Selected text:
---

It results in (using my laptop with Temurin openjdk 17 distribution):

Benchmark Mode Cnt Score Error Units
KryoBenchmark.readKryoBaseline thrpt 25 534.628 ± 6.197 ops/ms
KryoBenchmark.readKryoVersionB thrpt 25 542.362 ± 7.574 ops/ms
KryoBenchmark.readKryoVersionC thrpt 25 537.827 ± 8.429 ops/ms
KryoBenchmark.readKryoVersionD thrpt 25 816.206 ± 11.167 ops/ms
KryoBenchmark.readKryoVersionE thrpt 25 1255.128 ± 49.761 ops/ms
KryoBenchmark.readKryoVersionF thrpt 25 2251.305 ± 99.973 ops/ms
KryoBenchmark.readKryoVersionG thrpt 25 4069.846 ± 820.285 ops/ms

To explain the results, starting from the slowest baseline benchmark that is 
mirroring PojoSerializationBenchmark.readKryo to the fastest benchmark:
 - KryoBenchmark.readKryoBaseline (534.628 ops/ms). This simply mirrors the 
official PojoSerializationBenchmark.readKryo benchmark.

---

Supplied material:
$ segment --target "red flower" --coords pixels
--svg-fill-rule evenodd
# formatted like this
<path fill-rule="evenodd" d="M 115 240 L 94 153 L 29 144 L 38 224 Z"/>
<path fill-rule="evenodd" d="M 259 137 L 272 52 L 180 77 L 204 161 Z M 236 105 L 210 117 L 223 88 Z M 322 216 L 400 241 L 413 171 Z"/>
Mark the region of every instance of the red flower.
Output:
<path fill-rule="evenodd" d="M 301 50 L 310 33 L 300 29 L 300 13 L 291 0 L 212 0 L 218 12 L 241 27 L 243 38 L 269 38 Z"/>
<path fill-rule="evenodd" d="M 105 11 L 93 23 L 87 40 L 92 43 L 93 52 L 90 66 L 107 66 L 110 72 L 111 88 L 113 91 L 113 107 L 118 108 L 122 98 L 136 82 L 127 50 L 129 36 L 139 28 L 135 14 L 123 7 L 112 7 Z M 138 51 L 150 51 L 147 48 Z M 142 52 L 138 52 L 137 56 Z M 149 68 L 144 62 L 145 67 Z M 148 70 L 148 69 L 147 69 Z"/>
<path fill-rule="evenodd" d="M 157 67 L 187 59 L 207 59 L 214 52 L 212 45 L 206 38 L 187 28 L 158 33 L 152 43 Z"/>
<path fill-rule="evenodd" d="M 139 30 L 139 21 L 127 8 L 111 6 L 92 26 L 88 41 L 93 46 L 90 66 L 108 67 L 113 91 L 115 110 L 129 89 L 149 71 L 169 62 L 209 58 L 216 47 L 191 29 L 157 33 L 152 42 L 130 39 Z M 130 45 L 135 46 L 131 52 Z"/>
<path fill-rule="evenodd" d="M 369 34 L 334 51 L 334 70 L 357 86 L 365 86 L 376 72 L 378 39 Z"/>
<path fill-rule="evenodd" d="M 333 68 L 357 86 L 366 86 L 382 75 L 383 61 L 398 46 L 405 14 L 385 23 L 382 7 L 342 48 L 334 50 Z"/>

---

Problems and tasks:
a – In the Kryo benchmark text:
(i) Which Java distribution and version produced the results?
(ii) What score did KryoBenchmark.readKryoVersionD reach?
(iii) Which official benchmark does KryoBenchmark.readKryoBaseline mirror?
b – Give the next part of the Kryo benchmark text, picking up after its last sentence.
You won't need the listing for any of this.

Answers for the tasks:
a –
(i) Temurin openjdk 17
(ii) 816.206 ± 11.167 ops/ms
(iii) PojoSerializationBenchmark.readKryo

b –
 - KryoBenchmark.readKryoVersionB (542.362 ops/ms). This is an expanded for 
clarity version of the baseline benchmark with nearly identical benchmark 
results.
 - KryoBenchmark.readKryoVersionC (537.827 ops/ms). This version removes 
unnecessary layers of InputStream wrappers. This provides no performance 
improvement.
 - KryoBenchmark.readKryoVersionD (816.206 ops/ms). This version switches from 
NoFetchingInput to OldNoFetchInput which is a near copy/paste of 
NoFetchingInput from before the Kryo upgrade.
 - KryoBenchmark.readKryoVersionE (1255.128 ops/ms). This version switches from 
OldNoFetchInput to Input.
 - KryoBenchmark.readKryoVersionF (2251.305 ops/ms). This switches from the 
heavily customized Kryo created by Flink KryoSerializer to a much simpler Kryo 
configuration.
 - KryoBenchmark.readKryoVersionG (4069.846 ops/ms). This does Input -> byte[] 
where the previous benchmarks do Input -> ByteArrayInputStream -> byte[].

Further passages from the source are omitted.